Read the records and write them out again exactly.

— BEGIN SUPPLIED MATERIAL —

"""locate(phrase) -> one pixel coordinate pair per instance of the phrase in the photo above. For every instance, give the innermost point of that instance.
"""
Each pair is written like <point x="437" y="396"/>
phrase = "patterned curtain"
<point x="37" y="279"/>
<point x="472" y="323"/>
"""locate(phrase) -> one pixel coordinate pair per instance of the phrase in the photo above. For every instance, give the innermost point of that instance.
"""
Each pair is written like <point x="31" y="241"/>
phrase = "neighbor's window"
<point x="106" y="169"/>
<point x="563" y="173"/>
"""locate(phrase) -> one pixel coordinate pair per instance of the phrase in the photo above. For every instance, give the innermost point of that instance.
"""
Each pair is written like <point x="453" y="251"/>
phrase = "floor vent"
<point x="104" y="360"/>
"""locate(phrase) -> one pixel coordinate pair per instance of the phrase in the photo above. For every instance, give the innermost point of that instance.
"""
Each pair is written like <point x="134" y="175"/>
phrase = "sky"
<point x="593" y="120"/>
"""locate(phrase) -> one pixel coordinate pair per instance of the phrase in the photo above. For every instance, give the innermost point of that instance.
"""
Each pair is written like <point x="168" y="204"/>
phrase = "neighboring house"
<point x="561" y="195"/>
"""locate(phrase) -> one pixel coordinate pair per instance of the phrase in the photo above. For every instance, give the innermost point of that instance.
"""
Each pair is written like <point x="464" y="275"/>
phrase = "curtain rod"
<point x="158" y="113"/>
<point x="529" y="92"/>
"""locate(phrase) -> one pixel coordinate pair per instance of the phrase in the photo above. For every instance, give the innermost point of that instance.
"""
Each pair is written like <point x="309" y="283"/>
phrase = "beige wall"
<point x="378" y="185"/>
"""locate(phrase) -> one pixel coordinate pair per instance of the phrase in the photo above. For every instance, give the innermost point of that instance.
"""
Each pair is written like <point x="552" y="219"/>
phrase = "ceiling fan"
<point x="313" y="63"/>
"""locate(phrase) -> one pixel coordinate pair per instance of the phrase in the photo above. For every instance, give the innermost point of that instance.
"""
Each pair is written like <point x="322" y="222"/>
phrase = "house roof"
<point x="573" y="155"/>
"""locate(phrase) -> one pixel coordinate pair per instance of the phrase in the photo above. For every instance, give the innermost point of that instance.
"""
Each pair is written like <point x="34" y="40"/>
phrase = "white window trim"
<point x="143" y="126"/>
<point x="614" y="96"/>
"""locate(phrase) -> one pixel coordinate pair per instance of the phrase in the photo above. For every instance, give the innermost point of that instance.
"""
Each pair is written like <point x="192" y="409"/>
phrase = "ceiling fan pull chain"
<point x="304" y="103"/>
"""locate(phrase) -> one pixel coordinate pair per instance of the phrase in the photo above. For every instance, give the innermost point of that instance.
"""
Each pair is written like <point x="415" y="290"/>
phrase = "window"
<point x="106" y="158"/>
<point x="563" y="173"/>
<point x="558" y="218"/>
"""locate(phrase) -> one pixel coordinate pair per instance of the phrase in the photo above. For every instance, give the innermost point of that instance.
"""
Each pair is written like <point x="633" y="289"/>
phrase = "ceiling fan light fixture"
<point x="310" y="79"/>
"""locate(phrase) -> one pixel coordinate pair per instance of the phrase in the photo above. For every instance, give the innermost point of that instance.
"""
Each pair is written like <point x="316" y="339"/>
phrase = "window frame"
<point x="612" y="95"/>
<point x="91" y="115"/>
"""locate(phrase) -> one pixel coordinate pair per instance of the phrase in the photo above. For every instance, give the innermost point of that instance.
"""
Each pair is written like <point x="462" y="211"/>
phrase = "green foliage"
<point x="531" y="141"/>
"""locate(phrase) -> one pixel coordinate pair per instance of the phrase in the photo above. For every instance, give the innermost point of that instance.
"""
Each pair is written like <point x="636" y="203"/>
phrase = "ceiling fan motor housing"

— END SUPPLIED MATERIAL —

**REPLY:**
"""locate(phrase) -> one pixel coordinate pair per instance of the phrase in the photo above. For every instance, give the innermost point of that instance.
"""
Each pair is written like <point x="437" y="396"/>
phrase = "patterned curtain"
<point x="37" y="279"/>
<point x="472" y="323"/>
"""locate(phrase) -> one pixel coordinate pair per instance of the phrase in the photo above. For every instance, give the innermost point of that instance.
"""
Each pair is written like <point x="31" y="241"/>
phrase = "neighbor's window"
<point x="106" y="169"/>
<point x="563" y="173"/>
"""locate(phrase) -> one pixel coordinate pair per instance of the phrase in the photo above. For every instance, give the innermost point of that instance.
"""
Each pair is written like <point x="453" y="251"/>
phrase = "floor vent"
<point x="104" y="360"/>
"""locate(phrase) -> one pixel coordinate pair per instance of the phrase in the photo above. For every instance, give the innermost point of that instance.
"""
Each pair is written like <point x="134" y="175"/>
phrase = "sky"
<point x="593" y="120"/>
"""locate(phrase) -> one pixel coordinate pair per instance of the phrase in the photo above. For every instance, give the innermost point of that instance.
"""
Each pair is written like <point x="168" y="204"/>
phrase = "neighboring house"
<point x="561" y="195"/>
"""locate(phrase) -> one pixel coordinate pair per instance of the phrase in the photo above. For every instance, give the innermost point of that instance.
"""
Each pair is written like <point x="464" y="275"/>
phrase = "curtain rod"
<point x="158" y="113"/>
<point x="529" y="92"/>
"""locate(phrase) -> one pixel coordinate pair per instance of the phrase in the photo above. For every instance, give the innermost point of that instance.
"""
Each pair is written like <point x="309" y="283"/>
phrase = "beige wall"
<point x="378" y="185"/>
"""locate(phrase) -> one pixel coordinate pair per instance of the phrase in the photo above. For every instance, give the innermost point of that instance.
"""
Each pair is written like <point x="552" y="219"/>
phrase = "ceiling fan"
<point x="313" y="63"/>
"""locate(phrase) -> one pixel coordinate pair per instance of the phrase in the photo above. For every instance, give the innermost point of that instance.
"""
Each pair is written like <point x="322" y="222"/>
phrase = "house roof"
<point x="573" y="155"/>
"""locate(phrase) -> one pixel coordinate pair per instance of the phrase in the photo above. For every instance, give the innermost point of that instance.
"""
Each pair is written like <point x="34" y="40"/>
phrase = "white window trim"
<point x="143" y="126"/>
<point x="614" y="96"/>
"""locate(phrase) -> one pixel coordinate pair per instance of the phrase in the photo above. For every instance, give the innermost point of that instance.
"""
Each pair is written like <point x="192" y="409"/>
phrase = "ceiling fan pull chain"
<point x="304" y="103"/>
"""locate(phrase) -> one pixel coordinate pair per instance of the phrase in the photo above. For every instance, give the innermost point of that instance.
"""
Each pair is written like <point x="415" y="290"/>
phrase = "window"
<point x="106" y="158"/>
<point x="563" y="173"/>
<point x="558" y="218"/>
"""locate(phrase) -> one pixel coordinate pair per instance of the phrase in the photo above. For every instance, give the innermost point of that instance.
"""
Each pair is written like <point x="633" y="289"/>
phrase = "ceiling fan light fixture"
<point x="310" y="79"/>
"""locate(phrase) -> one pixel coordinate pair per instance of the phrase in the photo above. For every instance, give the innermost point of that instance.
"""
Each pair is written like <point x="316" y="339"/>
phrase = "window frame"
<point x="612" y="95"/>
<point x="91" y="115"/>
"""locate(phrase) -> one pixel coordinate pair per instance of the phrase in the photo above. For every instance, give the innermost point of that instance.
"""
Each pair is written like <point x="462" y="211"/>
phrase = "green foliage"
<point x="531" y="141"/>
"""locate(phrase) -> one pixel coordinate pair per instance of the phrase in the photo above. For every instance, give the innermost point of that instance.
"""
Each pair is written like <point x="636" y="203"/>
phrase = "ceiling fan motor housing"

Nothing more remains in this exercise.